Supplied information -
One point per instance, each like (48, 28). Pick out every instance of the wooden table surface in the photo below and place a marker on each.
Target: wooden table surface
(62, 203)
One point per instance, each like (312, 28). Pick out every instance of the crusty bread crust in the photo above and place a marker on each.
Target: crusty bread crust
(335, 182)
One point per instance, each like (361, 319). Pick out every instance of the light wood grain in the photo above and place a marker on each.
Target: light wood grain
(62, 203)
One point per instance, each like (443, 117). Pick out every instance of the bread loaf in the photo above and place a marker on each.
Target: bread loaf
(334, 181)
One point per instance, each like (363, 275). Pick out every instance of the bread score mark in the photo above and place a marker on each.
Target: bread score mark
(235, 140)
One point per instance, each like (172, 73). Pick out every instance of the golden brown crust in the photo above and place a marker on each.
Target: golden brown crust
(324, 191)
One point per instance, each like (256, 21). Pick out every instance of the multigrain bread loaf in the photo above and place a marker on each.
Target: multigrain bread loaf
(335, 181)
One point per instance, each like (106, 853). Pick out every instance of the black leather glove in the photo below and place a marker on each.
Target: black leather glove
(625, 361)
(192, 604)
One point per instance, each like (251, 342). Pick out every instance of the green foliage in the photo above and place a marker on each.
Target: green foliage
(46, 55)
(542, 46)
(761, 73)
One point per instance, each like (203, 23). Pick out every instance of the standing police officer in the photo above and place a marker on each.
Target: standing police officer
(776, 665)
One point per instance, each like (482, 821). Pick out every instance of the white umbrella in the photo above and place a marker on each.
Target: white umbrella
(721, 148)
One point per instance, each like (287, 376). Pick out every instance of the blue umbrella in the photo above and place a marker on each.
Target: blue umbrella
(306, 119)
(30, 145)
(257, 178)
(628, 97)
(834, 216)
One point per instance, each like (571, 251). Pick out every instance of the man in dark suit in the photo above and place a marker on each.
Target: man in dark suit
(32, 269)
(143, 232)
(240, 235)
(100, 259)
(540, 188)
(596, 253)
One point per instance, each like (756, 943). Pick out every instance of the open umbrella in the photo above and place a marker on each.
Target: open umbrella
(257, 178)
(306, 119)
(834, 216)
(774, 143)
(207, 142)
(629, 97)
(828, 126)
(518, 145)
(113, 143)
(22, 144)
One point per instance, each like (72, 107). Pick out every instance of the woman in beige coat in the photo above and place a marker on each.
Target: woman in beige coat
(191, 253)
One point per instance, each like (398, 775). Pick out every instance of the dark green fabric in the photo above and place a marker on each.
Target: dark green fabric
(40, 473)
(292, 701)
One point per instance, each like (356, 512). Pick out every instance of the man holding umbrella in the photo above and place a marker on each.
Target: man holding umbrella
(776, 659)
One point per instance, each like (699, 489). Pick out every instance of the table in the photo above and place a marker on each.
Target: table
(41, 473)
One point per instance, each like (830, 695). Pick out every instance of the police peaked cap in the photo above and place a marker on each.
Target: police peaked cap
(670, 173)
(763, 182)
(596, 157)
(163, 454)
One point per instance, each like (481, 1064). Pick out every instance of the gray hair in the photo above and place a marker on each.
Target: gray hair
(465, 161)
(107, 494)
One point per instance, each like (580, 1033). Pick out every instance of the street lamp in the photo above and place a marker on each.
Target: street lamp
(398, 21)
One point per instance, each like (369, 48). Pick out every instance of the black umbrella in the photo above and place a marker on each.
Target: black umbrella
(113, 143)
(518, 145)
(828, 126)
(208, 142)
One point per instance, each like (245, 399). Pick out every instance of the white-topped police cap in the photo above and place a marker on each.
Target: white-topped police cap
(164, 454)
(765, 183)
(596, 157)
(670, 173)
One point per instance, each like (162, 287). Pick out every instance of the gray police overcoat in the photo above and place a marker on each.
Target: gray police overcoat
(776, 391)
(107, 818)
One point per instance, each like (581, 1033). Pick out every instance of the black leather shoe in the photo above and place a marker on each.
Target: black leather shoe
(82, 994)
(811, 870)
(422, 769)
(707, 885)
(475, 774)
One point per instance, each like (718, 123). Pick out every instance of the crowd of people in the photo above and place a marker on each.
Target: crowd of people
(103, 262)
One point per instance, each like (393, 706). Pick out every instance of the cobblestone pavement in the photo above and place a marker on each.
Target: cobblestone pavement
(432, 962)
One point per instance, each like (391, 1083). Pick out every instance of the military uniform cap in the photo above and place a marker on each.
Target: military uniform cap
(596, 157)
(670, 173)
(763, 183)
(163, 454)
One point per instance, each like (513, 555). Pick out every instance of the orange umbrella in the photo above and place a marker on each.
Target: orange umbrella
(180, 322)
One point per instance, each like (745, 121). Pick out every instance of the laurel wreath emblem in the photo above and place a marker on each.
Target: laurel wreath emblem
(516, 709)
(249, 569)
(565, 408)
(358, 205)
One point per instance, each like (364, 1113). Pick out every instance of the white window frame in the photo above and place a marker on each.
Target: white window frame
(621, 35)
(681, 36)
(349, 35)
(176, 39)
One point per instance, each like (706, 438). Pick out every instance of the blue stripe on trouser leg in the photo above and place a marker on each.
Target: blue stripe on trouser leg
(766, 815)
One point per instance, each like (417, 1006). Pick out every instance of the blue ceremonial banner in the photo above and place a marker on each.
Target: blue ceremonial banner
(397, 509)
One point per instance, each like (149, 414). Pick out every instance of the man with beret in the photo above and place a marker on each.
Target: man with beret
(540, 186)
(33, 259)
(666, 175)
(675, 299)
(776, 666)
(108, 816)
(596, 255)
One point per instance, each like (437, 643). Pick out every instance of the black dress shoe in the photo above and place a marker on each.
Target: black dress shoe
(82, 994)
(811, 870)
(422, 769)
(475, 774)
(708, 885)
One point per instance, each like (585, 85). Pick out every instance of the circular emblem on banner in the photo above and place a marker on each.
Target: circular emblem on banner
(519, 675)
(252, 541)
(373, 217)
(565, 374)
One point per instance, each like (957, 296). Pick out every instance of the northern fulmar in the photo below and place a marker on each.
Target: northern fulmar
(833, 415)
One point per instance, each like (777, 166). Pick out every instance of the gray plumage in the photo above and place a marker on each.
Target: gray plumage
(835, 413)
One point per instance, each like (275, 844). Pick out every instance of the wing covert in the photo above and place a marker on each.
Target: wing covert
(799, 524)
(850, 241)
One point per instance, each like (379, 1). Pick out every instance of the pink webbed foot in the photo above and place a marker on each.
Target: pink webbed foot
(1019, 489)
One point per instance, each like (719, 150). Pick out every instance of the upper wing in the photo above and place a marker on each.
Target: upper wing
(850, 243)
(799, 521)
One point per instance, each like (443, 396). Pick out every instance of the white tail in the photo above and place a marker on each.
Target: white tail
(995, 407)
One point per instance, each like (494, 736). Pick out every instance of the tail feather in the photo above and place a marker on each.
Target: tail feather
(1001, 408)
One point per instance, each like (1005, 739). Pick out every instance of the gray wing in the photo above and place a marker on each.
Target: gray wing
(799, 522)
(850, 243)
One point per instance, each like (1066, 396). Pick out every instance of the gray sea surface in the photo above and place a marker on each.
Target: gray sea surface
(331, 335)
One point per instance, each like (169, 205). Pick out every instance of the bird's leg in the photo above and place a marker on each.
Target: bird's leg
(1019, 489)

Exercise aim - Please copy out the entries above, starting at the line that has "One point per instance, each like (379, 1)." and stopping after the line that has "(1001, 408)", with the request lines kept as they are. Shift each answer coordinate up by 42 in both numbers, and leave the sample points inside the requests unchanged.

Right answer -
One point per instance, each like (379, 1). Pick out every instance of the pink webbed foot in the photo above and place a marker on each.
Target: pink webbed foot
(1061, 531)
One point per instance, each like (719, 150). Pick out every instance of the upper wing in the photo above and place a marker on each.
Target: upper wing
(892, 285)
(841, 563)
One point per instance, each like (443, 396). Pick out every instance of the white tail in the photo above and place a marker on each.
Target: white tail
(1037, 449)
One point per instance, each like (494, 736). Pick out every instance of the tail feather in the photo above and place a marker on each.
Target: tail feather
(1043, 450)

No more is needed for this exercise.